▸ STATED GOAL: Extract every row below that contains the string "white", copying each one unchanged. The match is case-sensitive.
________
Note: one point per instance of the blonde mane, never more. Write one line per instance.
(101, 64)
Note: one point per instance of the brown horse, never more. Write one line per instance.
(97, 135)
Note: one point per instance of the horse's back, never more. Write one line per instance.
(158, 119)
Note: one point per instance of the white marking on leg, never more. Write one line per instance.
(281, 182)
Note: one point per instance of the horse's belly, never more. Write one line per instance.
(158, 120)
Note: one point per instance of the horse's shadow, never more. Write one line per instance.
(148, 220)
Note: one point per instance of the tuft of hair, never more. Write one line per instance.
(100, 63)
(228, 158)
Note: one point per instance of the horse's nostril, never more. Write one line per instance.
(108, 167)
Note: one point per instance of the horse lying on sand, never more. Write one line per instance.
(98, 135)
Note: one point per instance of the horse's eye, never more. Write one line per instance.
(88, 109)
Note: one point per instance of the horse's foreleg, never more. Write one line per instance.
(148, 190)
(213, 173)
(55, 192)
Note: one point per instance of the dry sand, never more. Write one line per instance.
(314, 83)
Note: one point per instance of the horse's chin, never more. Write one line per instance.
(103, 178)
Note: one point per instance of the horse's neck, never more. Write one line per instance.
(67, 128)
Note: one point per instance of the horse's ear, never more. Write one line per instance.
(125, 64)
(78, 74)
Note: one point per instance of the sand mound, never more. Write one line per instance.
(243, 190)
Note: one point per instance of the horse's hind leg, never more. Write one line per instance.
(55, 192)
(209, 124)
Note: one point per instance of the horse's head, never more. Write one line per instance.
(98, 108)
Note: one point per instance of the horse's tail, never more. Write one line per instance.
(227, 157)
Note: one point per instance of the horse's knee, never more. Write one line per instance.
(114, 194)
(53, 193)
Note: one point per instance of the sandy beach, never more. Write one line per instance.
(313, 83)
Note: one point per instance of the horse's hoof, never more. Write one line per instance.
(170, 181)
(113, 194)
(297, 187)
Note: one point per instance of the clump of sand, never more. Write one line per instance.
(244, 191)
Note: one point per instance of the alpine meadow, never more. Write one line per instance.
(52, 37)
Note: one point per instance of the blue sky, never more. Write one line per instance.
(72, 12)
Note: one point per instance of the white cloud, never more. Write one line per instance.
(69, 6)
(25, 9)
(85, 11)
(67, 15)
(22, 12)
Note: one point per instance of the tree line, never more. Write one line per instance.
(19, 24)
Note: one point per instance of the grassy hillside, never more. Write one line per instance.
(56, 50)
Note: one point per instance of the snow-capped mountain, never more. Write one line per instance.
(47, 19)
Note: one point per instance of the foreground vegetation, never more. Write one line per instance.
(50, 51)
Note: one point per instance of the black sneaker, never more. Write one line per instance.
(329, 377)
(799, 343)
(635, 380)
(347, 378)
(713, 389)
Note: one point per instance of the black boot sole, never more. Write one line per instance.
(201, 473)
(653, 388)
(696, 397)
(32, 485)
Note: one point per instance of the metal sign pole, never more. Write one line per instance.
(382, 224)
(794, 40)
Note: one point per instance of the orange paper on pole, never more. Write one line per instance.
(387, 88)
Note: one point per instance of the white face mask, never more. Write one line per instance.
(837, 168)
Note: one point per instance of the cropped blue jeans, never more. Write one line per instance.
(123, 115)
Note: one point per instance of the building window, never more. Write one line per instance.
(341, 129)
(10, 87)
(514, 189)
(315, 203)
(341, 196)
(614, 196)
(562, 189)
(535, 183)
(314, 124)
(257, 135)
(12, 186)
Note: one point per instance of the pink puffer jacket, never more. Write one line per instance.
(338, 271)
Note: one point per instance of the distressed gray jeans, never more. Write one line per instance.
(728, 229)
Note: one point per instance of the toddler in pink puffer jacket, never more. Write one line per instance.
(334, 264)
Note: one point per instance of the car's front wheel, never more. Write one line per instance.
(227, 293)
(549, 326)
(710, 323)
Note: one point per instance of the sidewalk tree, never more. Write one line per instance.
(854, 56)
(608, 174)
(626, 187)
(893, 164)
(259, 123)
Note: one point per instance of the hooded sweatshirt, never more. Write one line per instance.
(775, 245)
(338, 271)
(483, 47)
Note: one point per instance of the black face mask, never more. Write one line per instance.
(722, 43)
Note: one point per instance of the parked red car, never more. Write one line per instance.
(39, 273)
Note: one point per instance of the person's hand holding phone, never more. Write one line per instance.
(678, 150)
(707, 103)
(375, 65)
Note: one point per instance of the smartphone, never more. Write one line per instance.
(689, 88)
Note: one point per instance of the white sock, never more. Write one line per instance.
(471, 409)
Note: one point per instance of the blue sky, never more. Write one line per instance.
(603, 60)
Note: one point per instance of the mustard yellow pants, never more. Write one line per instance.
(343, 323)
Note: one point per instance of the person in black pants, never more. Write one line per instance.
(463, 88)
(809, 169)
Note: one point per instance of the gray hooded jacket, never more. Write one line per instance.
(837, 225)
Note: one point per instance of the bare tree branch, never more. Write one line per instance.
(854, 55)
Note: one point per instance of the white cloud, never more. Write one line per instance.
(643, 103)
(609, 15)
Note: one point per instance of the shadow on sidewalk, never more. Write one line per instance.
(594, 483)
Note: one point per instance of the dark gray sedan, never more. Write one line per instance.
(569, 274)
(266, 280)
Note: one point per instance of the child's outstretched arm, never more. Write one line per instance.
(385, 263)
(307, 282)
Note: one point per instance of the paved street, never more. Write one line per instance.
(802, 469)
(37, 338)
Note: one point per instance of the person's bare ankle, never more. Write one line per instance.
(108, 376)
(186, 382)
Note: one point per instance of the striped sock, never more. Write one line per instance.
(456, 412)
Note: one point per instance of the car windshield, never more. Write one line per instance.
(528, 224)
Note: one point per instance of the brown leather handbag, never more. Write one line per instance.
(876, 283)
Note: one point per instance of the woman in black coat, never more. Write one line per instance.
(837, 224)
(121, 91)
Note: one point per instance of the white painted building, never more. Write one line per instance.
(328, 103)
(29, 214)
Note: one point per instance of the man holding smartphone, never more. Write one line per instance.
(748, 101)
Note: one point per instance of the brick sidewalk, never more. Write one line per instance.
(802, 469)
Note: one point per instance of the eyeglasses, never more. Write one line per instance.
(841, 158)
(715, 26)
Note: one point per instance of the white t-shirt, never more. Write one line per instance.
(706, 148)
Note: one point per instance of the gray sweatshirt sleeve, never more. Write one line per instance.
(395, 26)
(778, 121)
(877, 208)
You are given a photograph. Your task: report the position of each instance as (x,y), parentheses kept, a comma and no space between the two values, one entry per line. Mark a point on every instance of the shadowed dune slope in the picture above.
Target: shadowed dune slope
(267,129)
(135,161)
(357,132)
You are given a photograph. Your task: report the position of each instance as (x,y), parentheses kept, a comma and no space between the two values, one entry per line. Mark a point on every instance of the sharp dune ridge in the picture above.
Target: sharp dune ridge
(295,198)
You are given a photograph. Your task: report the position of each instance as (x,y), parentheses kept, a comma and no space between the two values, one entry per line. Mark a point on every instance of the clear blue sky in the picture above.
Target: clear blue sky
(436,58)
________
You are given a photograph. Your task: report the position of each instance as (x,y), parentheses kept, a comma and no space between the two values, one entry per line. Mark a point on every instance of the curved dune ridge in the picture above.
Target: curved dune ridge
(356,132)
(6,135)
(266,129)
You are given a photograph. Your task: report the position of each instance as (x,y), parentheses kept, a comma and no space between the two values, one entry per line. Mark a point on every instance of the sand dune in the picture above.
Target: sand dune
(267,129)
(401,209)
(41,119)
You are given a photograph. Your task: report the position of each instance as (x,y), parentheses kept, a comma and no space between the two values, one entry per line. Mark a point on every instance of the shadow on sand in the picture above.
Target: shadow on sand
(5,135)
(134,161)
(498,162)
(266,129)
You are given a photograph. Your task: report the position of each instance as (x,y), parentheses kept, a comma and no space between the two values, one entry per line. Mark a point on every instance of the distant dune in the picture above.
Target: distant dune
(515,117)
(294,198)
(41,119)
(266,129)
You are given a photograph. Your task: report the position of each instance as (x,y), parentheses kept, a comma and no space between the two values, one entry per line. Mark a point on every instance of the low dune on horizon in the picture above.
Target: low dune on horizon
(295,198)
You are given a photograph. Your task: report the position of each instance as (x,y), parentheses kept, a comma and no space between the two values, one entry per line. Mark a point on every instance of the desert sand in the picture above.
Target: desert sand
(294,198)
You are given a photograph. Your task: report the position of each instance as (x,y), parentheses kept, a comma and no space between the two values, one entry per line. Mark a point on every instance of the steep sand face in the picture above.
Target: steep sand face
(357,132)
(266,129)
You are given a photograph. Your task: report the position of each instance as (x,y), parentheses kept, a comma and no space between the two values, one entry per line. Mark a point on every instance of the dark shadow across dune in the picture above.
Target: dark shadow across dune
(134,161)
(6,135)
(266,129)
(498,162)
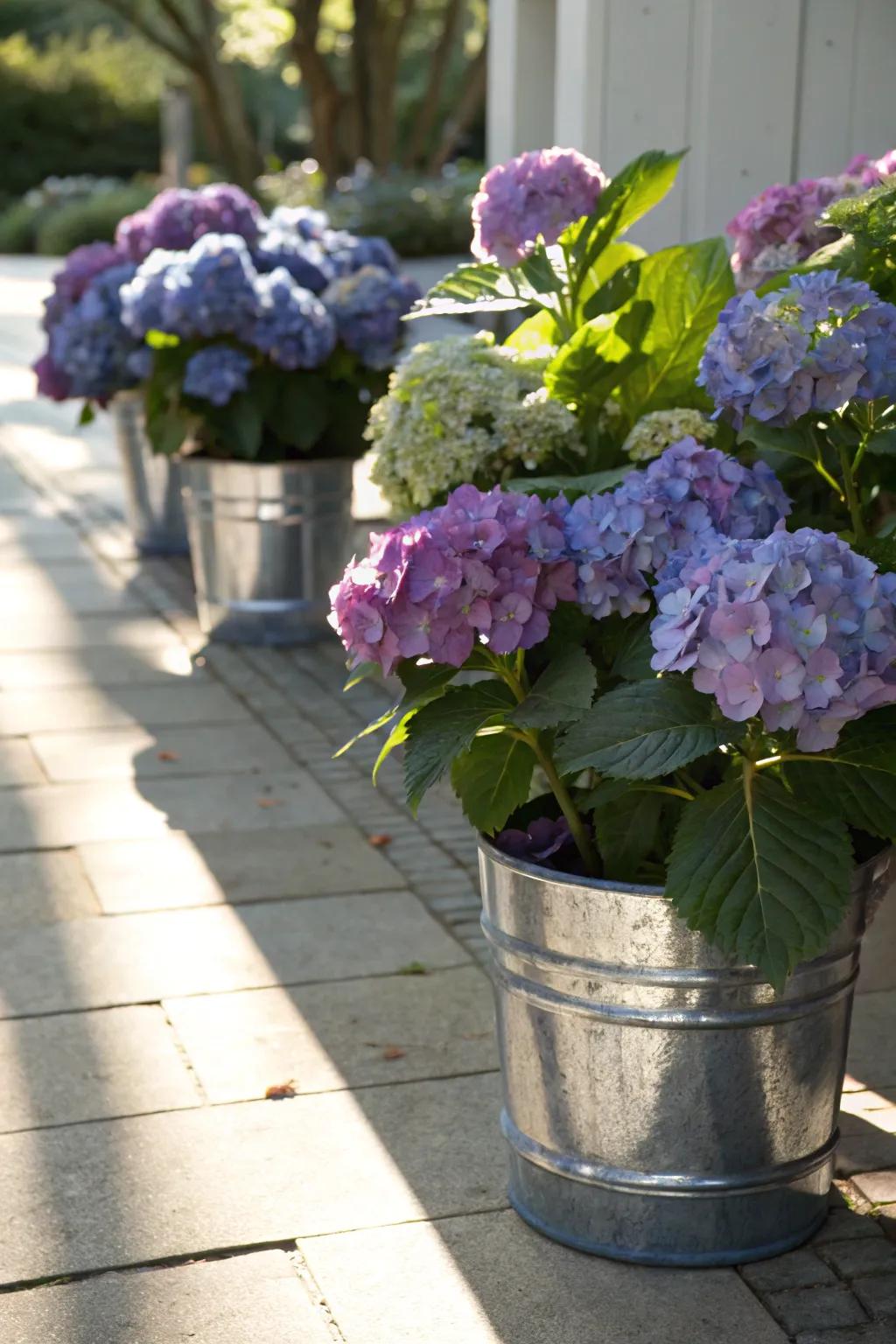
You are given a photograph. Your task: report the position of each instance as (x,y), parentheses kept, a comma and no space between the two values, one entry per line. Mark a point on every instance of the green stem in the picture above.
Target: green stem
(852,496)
________
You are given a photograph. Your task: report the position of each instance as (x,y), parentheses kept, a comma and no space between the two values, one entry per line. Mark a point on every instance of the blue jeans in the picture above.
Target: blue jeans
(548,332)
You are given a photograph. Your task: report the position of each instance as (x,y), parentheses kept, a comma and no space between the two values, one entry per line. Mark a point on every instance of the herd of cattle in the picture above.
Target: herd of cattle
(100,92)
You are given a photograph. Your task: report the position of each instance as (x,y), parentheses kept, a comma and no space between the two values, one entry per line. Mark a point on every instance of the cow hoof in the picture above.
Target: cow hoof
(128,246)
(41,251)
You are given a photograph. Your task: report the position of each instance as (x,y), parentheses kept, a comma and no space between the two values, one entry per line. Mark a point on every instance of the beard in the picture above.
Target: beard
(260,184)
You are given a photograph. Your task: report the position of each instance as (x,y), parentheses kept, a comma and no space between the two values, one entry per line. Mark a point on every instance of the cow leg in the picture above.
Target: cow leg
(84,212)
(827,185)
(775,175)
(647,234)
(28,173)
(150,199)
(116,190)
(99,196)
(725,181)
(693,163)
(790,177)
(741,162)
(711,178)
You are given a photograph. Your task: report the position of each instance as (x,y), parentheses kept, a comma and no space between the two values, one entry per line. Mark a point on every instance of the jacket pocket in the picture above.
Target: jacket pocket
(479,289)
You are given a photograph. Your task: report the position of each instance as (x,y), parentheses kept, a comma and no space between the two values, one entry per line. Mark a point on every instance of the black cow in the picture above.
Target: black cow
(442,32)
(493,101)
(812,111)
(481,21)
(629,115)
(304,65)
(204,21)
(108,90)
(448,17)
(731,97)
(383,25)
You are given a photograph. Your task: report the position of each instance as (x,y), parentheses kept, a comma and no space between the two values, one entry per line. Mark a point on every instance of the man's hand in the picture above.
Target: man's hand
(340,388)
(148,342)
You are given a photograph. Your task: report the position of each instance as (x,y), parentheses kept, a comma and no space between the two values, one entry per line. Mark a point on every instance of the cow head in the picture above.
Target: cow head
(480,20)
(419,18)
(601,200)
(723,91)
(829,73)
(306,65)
________
▸ OUTPUT FOR THIS EXERCISE:
Note: one point per instance of the white marking on leg, never more. Write one line per instance.
Note: one point per instance of the white cloud, never more. Write one line per instance.
Note: one point per instance of the white face mask, never more. Write one line per instance.
Note: one point per instance of the white sock, never more. Write one line per instance.
Note: one point per instance of the white cloud, never more. Write one line per instance.
Note: one point per instance of the white painted building, never more. Write one line per instance.
Note: one point per instance of the white t-shirt, never more. Write one line per instance.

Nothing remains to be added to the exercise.